(Given data Opens)
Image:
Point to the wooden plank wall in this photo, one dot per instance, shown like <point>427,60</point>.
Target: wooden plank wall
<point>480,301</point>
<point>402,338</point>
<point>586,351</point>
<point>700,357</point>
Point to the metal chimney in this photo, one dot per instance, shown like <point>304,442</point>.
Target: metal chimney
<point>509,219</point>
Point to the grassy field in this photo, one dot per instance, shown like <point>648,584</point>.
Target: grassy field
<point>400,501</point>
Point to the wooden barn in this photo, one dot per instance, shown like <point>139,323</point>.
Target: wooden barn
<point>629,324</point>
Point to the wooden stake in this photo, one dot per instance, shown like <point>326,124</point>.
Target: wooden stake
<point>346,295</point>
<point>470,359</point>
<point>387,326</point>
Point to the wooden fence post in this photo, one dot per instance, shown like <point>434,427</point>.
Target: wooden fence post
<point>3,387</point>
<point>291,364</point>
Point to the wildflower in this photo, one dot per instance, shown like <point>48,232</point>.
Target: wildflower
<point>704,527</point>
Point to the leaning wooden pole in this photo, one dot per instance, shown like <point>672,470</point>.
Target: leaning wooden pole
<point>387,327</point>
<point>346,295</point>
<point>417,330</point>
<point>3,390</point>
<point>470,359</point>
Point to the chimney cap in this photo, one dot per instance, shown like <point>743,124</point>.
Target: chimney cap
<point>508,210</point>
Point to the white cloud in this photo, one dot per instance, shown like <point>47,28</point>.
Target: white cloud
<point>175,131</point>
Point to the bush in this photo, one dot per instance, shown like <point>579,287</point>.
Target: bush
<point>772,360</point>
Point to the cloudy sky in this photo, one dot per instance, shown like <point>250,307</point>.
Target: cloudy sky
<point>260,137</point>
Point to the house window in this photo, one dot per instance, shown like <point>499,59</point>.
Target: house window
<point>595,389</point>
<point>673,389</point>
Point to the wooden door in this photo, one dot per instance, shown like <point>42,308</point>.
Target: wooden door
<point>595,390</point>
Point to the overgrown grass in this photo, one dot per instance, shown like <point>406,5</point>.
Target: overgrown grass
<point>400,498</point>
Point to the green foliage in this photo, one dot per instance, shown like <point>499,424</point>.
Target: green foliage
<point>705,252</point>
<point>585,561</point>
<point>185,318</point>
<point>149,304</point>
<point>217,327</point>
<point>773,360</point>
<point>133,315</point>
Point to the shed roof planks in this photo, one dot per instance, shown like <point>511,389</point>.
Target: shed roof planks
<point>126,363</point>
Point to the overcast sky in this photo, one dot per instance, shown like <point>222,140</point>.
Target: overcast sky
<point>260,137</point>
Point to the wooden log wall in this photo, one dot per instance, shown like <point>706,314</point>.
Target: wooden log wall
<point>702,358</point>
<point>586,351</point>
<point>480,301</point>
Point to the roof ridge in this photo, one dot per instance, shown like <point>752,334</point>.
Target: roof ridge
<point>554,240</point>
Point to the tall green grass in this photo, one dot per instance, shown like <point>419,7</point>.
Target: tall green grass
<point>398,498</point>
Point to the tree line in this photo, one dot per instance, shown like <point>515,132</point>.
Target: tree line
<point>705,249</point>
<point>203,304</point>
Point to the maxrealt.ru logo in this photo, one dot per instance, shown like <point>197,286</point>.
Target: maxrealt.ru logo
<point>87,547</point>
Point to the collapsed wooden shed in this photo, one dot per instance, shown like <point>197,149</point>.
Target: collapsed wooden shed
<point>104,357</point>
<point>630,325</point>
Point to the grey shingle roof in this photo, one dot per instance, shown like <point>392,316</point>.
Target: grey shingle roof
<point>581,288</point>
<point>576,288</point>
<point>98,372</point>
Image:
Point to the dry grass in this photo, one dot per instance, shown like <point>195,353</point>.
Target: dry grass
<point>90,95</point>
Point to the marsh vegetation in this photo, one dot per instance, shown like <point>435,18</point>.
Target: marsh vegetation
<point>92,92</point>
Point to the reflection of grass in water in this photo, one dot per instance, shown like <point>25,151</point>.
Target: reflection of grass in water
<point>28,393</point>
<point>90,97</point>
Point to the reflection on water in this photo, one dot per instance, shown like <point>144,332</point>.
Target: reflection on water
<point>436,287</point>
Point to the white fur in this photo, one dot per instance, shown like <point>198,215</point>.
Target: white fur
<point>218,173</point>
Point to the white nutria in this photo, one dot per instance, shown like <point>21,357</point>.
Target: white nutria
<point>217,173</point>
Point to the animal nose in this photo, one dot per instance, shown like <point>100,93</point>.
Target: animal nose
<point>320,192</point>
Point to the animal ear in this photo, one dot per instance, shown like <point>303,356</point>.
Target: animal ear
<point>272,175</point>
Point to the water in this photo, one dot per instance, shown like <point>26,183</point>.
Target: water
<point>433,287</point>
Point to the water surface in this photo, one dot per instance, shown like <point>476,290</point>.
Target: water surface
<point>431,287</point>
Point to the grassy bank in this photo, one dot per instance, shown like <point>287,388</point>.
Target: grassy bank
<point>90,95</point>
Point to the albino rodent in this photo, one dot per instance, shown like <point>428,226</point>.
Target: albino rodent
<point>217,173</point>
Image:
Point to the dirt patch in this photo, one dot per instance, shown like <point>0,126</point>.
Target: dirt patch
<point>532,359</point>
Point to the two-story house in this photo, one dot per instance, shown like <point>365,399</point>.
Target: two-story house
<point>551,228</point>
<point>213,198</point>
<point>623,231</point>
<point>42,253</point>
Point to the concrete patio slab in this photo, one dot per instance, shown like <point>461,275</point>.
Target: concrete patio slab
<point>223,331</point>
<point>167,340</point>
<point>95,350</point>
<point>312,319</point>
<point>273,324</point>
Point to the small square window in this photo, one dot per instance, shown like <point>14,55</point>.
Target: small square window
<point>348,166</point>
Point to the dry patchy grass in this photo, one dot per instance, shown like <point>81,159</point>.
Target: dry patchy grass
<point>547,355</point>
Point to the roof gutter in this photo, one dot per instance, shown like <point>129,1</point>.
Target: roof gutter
(Given data Closes)
- **Task to carry out**
Give the number of lines in the entries that contain "gutter", and add nothing.

- **Answer space**
2